Task goal: Return the lines starting at the one that contains "[segment] submerged rock" and ending at the one that contains "76], [267, 78]]", both included, reproduced character for character.

[Image outline entries]
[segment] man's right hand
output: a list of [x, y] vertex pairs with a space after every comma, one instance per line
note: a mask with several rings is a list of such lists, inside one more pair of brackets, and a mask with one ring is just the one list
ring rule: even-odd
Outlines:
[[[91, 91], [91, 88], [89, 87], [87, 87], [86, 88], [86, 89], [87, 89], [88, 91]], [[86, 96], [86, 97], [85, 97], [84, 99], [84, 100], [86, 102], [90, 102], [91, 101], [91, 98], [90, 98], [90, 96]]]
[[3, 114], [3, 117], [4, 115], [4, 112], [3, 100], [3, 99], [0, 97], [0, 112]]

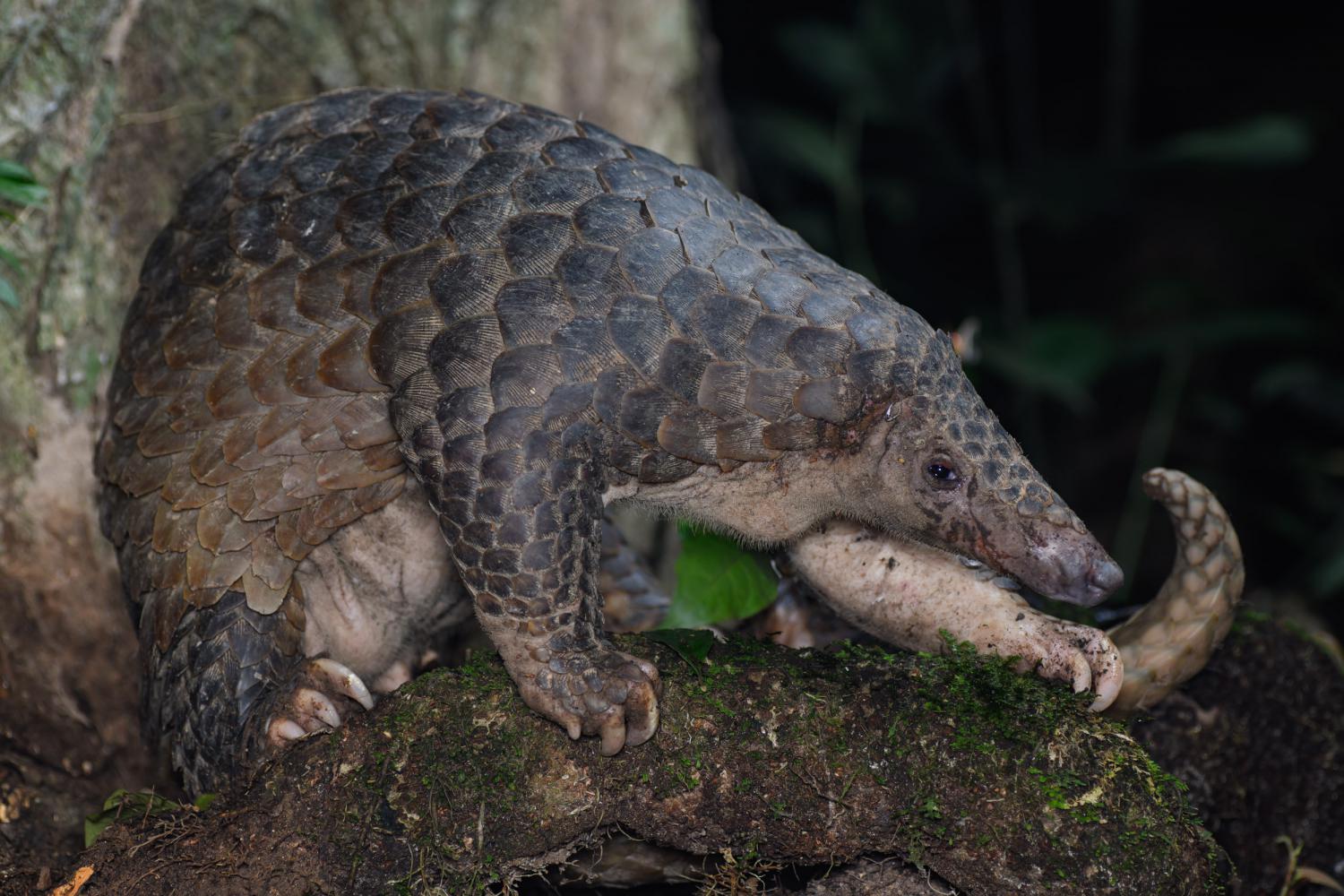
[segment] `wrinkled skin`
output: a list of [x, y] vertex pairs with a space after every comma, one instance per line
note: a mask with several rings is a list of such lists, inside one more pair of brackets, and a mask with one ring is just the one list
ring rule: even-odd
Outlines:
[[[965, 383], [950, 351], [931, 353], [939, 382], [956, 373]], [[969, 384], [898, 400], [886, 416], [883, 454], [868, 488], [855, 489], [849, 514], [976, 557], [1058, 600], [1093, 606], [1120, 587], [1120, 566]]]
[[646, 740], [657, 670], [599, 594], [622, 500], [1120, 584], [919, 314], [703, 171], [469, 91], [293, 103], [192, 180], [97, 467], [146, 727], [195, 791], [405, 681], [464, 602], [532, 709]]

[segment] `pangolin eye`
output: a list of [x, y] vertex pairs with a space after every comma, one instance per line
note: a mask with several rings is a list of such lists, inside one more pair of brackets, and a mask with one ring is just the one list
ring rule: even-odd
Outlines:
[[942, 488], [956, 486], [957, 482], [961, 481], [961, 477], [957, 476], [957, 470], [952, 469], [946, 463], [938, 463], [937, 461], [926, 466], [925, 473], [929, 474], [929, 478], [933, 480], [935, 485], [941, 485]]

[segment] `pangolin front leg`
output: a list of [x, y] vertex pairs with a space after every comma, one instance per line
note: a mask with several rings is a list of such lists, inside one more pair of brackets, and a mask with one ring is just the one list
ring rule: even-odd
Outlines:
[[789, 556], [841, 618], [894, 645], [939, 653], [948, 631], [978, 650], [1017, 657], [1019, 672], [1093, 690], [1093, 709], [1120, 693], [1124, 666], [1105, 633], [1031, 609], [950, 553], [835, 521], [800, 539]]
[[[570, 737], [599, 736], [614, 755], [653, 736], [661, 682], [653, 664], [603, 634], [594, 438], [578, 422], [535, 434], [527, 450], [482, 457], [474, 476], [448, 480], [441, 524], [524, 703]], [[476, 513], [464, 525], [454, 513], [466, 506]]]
---
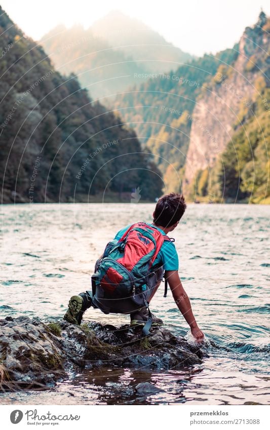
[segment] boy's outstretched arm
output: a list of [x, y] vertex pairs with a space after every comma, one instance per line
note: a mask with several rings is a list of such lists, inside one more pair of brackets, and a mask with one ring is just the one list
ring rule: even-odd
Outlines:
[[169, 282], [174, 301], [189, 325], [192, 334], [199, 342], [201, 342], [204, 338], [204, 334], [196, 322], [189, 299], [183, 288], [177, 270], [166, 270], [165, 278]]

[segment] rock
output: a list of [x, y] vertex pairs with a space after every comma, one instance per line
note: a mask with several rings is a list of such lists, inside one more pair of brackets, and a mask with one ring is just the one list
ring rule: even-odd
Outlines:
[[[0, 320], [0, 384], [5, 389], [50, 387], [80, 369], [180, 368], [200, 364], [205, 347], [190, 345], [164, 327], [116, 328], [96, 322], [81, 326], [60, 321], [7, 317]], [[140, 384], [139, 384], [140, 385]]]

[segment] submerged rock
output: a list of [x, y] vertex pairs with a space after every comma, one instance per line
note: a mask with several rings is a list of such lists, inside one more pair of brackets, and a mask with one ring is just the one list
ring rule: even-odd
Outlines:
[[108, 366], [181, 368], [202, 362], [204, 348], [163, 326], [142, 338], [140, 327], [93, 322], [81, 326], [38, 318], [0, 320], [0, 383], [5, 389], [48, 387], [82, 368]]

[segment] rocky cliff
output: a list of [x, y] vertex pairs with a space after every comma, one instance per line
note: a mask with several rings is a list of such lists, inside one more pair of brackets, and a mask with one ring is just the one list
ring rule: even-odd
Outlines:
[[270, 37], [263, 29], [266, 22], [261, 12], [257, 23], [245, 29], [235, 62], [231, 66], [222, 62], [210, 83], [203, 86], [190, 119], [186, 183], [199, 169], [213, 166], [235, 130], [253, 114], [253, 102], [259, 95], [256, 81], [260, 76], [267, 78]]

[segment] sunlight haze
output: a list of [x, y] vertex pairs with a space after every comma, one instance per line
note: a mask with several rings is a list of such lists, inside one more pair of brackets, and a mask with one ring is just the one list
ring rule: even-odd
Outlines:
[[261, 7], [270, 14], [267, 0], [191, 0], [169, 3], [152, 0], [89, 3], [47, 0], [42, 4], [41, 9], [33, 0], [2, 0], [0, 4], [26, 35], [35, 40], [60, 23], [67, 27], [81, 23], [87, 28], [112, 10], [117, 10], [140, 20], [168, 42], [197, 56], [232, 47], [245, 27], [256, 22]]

Exercise response:
[segment] submerged rock
output: a list of [x, y] vertex pairs with a space after every comma, one instance per line
note: a mask with several rings is a list of such lists, inside one more pair of brackets, and a mask with one ring is just the one list
ring rule: even-odd
Outlines:
[[108, 366], [181, 368], [202, 362], [204, 348], [163, 326], [142, 338], [140, 327], [93, 322], [81, 326], [38, 318], [0, 320], [0, 383], [5, 389], [48, 387], [82, 368]]

[segment] rocky cliff
output: a list of [x, y] vertex pairs with a space after every comma, one instance per line
note: a mask with several rings is a list of such lists, inside one more pair of brackets, and a mask with one ring is just the one list
ring rule: even-odd
Outlines:
[[270, 37], [263, 29], [266, 22], [261, 12], [257, 23], [245, 29], [235, 62], [231, 66], [222, 62], [210, 83], [203, 86], [190, 119], [186, 183], [199, 169], [213, 166], [235, 130], [253, 114], [253, 102], [259, 95], [256, 81], [260, 76], [267, 78]]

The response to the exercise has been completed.